Document passage below:
Plenty of software vulnerabilities -- referring to flaws or weaknesses in code that could be exploited by an attacker -- are ones that you’ll never hear about. Like the police foiling an attempted crime before it can take place, software developers frequently find out about bugs and fix them before most people are any the wiser. But that’s not true for every software vulnerability.
A zero day vulnerability is a flaw that exists in software or firmware that’s not known to the group responsible for patching those flaws. A zero day attack harnesses that vulnerability as part of a cyber-attack that developers have, literally, zero days to address prior to the first attack taking place. It’s the vulnerability that all developers and cyber security experts dread.
A zero day vulnerability that’s been made public is called an n-day or, sometimes, one-day vulnerability. At this point, particularly if an attack has been successful, the race is on for developers to patch it and release the patch before it is actively exploited again.
Microsoft Exchange vulnerabilities
Zero day attacks are, unfortunately, not quite as rare as people would like to think. In early March, Microsoft sounded alarm bells after it found that cyber-espionage attackers from China had chained several zero-day exploits together in order to exfiltrate email data from corporate Microsoft Exchange servers.
End of Document passage.
Extracted material below:
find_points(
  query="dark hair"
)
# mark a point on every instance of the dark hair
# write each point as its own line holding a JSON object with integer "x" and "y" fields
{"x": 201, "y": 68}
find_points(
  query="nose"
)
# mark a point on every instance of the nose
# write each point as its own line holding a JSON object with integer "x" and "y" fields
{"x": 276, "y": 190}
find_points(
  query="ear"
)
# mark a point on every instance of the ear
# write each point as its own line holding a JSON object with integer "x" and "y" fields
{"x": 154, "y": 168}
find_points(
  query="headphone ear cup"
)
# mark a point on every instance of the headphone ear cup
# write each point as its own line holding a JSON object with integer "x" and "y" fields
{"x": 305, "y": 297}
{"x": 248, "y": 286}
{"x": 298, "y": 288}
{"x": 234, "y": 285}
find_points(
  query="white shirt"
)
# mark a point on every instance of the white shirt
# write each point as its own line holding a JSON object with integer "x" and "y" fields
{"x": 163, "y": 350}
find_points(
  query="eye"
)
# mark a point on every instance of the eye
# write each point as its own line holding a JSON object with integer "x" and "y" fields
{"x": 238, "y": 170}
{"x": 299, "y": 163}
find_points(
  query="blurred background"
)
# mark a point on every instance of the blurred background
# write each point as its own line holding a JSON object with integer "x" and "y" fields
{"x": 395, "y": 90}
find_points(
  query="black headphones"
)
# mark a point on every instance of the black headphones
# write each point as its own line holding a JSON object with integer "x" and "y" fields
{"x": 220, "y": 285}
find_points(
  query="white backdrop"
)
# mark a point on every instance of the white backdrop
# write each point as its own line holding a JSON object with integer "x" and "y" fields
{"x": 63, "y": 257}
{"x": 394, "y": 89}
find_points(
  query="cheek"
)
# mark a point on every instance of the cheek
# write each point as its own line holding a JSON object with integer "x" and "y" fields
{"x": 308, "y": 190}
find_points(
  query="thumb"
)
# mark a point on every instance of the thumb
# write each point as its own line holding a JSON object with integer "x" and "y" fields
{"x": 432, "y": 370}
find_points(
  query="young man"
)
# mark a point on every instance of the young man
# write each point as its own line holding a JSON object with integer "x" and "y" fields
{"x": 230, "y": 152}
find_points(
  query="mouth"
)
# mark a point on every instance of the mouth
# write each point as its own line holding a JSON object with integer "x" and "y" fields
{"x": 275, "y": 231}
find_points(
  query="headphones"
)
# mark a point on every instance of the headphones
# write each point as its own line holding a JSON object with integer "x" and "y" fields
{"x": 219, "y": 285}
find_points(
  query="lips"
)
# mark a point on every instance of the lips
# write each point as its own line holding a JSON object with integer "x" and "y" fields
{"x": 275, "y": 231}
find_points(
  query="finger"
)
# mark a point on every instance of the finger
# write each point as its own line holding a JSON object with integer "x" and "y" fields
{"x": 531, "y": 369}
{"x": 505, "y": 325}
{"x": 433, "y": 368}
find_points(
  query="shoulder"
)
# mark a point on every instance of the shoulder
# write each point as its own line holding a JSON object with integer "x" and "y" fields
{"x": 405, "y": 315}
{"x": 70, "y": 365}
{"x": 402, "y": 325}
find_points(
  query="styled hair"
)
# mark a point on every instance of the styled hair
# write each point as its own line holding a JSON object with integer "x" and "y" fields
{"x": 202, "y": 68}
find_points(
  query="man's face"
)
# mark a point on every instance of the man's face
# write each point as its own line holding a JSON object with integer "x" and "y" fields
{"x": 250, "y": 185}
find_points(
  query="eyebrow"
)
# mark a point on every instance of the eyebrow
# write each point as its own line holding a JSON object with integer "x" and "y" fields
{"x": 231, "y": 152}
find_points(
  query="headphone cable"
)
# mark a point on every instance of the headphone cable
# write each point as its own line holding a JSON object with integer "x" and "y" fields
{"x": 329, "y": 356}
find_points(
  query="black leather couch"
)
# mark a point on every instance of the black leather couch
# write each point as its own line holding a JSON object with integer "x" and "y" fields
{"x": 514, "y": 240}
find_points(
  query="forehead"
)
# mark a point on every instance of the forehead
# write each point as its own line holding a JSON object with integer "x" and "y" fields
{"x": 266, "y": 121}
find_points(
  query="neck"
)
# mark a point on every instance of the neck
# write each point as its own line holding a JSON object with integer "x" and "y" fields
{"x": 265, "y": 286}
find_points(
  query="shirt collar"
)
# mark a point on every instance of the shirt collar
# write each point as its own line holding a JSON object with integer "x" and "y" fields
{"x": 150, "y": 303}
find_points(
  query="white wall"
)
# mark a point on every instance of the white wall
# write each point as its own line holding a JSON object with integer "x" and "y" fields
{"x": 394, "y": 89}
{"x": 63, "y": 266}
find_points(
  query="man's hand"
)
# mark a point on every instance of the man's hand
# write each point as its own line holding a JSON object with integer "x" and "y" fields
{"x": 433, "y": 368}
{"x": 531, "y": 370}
End of Extracted material.
Exercise: Translate this sentence from the passage on zero day vulnerabilities into Spanish: "A zero day vulnerability that’s been made public is called an n-day or, sometimes, one-day vulnerability."

Response box: Una vulnerabilidad de día cero que se ha hecho pública se denomina vulnerabilidad de n días o, a veces, de un día.